OBJECTIVE: Rescale the data starting at the line that contains "Where can the bamboo cabinet" and ending after the line that contains "<point>308,878</point>". Reproduce only those lines, requests included, multiplying each point coordinate in the answers by 0.75 and rounding to whole numbers with halves rounded up, while leaving the requests and their format samples unchanged.

── INPUT DATA ──

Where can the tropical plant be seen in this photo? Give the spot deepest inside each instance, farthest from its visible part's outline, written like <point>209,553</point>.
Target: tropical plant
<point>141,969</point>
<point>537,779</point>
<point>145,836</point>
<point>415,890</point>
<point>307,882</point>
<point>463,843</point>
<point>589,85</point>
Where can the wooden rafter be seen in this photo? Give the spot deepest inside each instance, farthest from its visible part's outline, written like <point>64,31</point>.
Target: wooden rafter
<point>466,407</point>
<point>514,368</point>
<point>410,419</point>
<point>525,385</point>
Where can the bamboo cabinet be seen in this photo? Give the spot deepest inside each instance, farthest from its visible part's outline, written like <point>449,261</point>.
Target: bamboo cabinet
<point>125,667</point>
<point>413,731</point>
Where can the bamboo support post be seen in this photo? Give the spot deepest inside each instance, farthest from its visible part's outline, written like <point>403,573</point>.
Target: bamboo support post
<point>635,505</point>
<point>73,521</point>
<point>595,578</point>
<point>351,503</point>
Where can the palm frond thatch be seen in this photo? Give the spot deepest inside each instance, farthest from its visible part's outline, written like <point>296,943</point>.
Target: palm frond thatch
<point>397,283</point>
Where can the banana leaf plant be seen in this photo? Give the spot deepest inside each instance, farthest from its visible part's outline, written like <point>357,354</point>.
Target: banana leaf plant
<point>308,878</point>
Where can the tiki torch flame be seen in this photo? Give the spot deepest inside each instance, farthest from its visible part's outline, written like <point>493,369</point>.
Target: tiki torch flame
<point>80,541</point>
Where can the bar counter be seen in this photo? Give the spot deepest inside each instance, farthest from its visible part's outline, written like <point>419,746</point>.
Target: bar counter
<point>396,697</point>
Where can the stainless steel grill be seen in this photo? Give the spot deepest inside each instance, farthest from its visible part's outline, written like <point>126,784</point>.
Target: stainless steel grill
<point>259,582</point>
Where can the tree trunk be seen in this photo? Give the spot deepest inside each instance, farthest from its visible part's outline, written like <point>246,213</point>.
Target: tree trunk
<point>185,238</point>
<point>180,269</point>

───

SOLVED EXERCISE:
Where can the bamboo cabinet be seen in this photo? Give the spot deepest inside each instance, farthest from its visible part's outline, written like <point>449,261</point>.
Target: bamboo cabinet
<point>94,500</point>
<point>310,548</point>
Where can the bamboo support post be seen in this photo? Give the spot deepest inside each instance, farthest from its visible part's outline, written like <point>403,573</point>.
Target: bamboo support post
<point>476,379</point>
<point>55,391</point>
<point>446,434</point>
<point>263,377</point>
Where can the palm frond thatch be seen in this photo? Give the spot deepest inside each instance, farthest from its visible part's outline, written like <point>296,943</point>.
Target: palm frond thatch
<point>298,212</point>
Where can the banana leaf plant be seen in this photo? Give the spot deepest inside each instance, farthest from its visible part's outline, written like <point>357,354</point>.
Target: banana leaf plant
<point>231,659</point>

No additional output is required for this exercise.